§ Material for this task
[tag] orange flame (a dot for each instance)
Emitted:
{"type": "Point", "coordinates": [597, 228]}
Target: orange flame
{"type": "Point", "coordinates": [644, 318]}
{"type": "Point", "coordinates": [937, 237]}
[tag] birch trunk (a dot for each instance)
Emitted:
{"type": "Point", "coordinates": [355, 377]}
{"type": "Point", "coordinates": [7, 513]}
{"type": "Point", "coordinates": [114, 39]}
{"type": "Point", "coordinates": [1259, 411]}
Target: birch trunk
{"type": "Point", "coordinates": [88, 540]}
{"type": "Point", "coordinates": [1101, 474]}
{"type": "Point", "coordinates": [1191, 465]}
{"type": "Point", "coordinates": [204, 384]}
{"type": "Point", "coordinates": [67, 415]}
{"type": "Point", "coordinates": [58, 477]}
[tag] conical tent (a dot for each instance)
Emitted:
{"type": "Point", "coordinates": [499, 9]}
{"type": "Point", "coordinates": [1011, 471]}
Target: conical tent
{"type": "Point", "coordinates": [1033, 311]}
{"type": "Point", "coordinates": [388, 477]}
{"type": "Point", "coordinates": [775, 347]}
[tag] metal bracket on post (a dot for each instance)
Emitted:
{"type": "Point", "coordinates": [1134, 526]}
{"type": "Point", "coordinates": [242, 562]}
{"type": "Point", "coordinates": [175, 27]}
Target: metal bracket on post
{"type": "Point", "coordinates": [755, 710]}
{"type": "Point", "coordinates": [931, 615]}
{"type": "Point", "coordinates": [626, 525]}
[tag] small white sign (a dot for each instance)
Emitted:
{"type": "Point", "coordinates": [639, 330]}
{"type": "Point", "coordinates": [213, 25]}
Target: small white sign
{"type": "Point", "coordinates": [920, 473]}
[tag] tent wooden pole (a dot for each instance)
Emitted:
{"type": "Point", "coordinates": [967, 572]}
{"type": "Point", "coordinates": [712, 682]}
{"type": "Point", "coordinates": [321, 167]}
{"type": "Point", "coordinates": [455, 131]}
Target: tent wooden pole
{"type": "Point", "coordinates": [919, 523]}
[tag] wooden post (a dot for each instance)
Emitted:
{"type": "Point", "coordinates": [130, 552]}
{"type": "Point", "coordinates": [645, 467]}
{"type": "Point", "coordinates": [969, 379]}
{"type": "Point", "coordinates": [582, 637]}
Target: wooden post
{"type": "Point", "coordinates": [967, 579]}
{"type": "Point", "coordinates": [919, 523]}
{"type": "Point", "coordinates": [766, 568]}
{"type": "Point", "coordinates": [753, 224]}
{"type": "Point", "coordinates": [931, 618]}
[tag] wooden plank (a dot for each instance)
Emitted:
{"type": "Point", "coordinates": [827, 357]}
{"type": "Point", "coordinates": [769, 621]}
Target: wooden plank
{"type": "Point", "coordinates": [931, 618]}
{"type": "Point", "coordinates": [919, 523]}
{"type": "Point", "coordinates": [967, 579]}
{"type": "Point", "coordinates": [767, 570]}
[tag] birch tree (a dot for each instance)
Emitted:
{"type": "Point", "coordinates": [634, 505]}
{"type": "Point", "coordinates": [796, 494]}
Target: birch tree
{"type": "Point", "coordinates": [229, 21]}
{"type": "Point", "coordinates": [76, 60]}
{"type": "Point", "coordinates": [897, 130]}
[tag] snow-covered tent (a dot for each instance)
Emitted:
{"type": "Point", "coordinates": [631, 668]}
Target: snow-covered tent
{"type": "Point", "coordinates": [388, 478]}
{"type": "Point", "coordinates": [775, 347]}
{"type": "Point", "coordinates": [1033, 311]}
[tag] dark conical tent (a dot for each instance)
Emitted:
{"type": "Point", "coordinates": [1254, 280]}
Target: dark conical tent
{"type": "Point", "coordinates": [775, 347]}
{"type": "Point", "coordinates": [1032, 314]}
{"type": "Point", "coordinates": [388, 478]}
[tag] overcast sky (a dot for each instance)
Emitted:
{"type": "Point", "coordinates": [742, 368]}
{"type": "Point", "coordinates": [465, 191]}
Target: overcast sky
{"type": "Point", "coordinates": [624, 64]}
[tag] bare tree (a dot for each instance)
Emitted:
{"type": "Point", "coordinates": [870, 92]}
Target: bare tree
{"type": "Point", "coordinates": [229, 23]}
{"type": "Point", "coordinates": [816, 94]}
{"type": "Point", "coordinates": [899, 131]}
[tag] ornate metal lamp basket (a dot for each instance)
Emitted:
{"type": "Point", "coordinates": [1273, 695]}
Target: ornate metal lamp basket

§ Problem
Take the line that contains "[tag] snow-covered tent" and each line after it down to the last of the records, and retype them exactly; add nothing else.

§ Answer below
[tag] snow-covered tent (a dot for each instance)
Emitted:
{"type": "Point", "coordinates": [631, 668]}
Target: snow-covered tent
{"type": "Point", "coordinates": [388, 478]}
{"type": "Point", "coordinates": [775, 347]}
{"type": "Point", "coordinates": [1033, 311]}
[tag] dark conical tent (a dot for each instance)
Emitted:
{"type": "Point", "coordinates": [1254, 280]}
Target: dark conical tent
{"type": "Point", "coordinates": [775, 347]}
{"type": "Point", "coordinates": [1032, 314]}
{"type": "Point", "coordinates": [388, 478]}
[tag] overcast sky (a dot for each instance)
Emitted:
{"type": "Point", "coordinates": [742, 368]}
{"type": "Point", "coordinates": [465, 191]}
Target: overcast sky
{"type": "Point", "coordinates": [624, 64]}
[tag] bare tree (a dot for each instance)
Emitted:
{"type": "Point", "coordinates": [870, 92]}
Target: bare tree
{"type": "Point", "coordinates": [229, 23]}
{"type": "Point", "coordinates": [816, 94]}
{"type": "Point", "coordinates": [899, 131]}
[tag] ornate metal lamp basket (a dot for each instance)
Emitted:
{"type": "Point", "coordinates": [1273, 695]}
Target: ornate metal lamp basket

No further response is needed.